#### To do
Take the part of the Census security review starting with "External assurance is" and going on through "also assure NISRA.", and write it out again with "extensive interaction" changed to "regular interaction".

#### Excerpted text

There is a clear multi-level assurance regime in place for Census that follows up identified security risks and provides accurate visibility of the security situation. As well as the Census security controls in place, the review also assessed how comprehensive that assurance regime was, and how effective it was in improving the Census’ security posture.
External assurance is conducted by bodies including the UKSA and Infrastructure Projects Authority for methodology and delivery, and UK Census Committee (UKCC) for legislative compliance. The Census updates the UKSA board and shares details with the ONS Audit and Risk Assurance Committee. There has also been extensive interaction with NCSC, Centre for the Protection of National Infrastructure (CPNI) and Government Digital Service (GDS), as well as cyber security consultancies. Parts of the Northern Ireland Civil Service also assure NISRA.
The scope of this review was Census 2021, not all of ONS and NISRA. The National Records Service in Scotland has deferred the Scottish Census to 2022. The Census Programme is distinct from the Authorities’ Business As Usual. However some Census security is inherited from the wider enterprise and Census has dependencies on it. Review and findings therefore included enterprise-scale issues when necessary.
The following elements were in scope: systems, services and staff in ONS and NISRA supporting Census; Census suppliers; physical and digital security.
The robust fundamentals of architecture, design and baselines that were deployed for the 2019 rehearsal remain in place and have continuously been assessed. The security maturity of Census solutions has continued to improve with further time, investment and attention.

#### Stored data
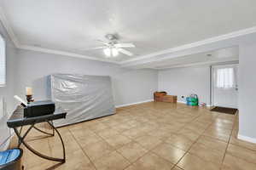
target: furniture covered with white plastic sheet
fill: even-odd
[[[109,76],[54,74],[50,84],[55,108],[67,112],[66,119],[54,121],[55,127],[115,113]]]

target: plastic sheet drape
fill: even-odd
[[[67,112],[55,127],[115,113],[109,76],[55,74],[50,76],[51,98],[56,110]]]

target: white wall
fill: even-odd
[[[239,138],[256,143],[256,43],[239,53]]]
[[[152,99],[157,90],[158,75],[154,70],[130,70],[115,64],[20,49],[17,62],[15,93],[25,96],[25,87],[31,86],[36,99],[49,99],[47,76],[53,73],[110,76],[116,105]]]
[[[9,144],[9,141],[3,144],[3,141],[6,141],[8,137],[10,135],[9,129],[7,127],[6,122],[9,118],[9,116],[12,113],[15,109],[14,104],[14,89],[15,89],[15,67],[16,63],[15,61],[16,55],[16,48],[14,47],[12,42],[9,41],[7,33],[4,31],[1,23],[0,23],[0,33],[4,37],[6,41],[6,74],[7,80],[6,85],[4,87],[0,87],[0,98],[3,98],[4,105],[3,110],[4,116],[0,119],[0,150],[4,150]],[[3,108],[0,108],[2,111]]]
[[[163,70],[158,78],[158,90],[177,95],[178,101],[185,101],[182,96],[196,94],[200,102],[210,105],[210,66]]]

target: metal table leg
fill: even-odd
[[[38,156],[39,157],[42,157],[44,159],[47,159],[47,160],[50,160],[50,161],[54,161],[54,162],[66,162],[66,152],[65,152],[65,146],[64,146],[64,142],[63,139],[59,133],[59,131],[49,122],[47,122],[49,126],[52,127],[52,128],[57,133],[59,138],[61,139],[61,144],[62,144],[62,150],[63,150],[63,158],[55,158],[55,157],[50,157],[49,156],[45,156],[44,154],[41,154],[40,152],[35,150],[33,148],[32,148],[24,139],[26,138],[26,136],[27,135],[27,133],[30,132],[30,130],[34,127],[34,124],[32,124],[28,130],[25,133],[24,136],[21,136],[18,131],[18,129],[16,128],[14,128],[15,133],[16,133],[19,141],[20,141],[20,144],[23,144],[30,151],[32,151],[33,154]],[[19,144],[19,147],[20,146],[20,144]]]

#### Exercise response
External assurance is conducted by bodies including the UKSA and Infrastructure Projects Authority for methodology and delivery, and UK Census Committee (UKCC) for legislative compliance. The Census updates the UKSA board and shares details with the ONS Audit and Risk Assurance Committee. There has also been regular interaction with NCSC, Centre for the Protection of National Infrastructure (CPNI) and Government Digital Service (GDS), as well as cyber security consultancies. Parts of the Northern Ireland Civil Service also assure NISRA.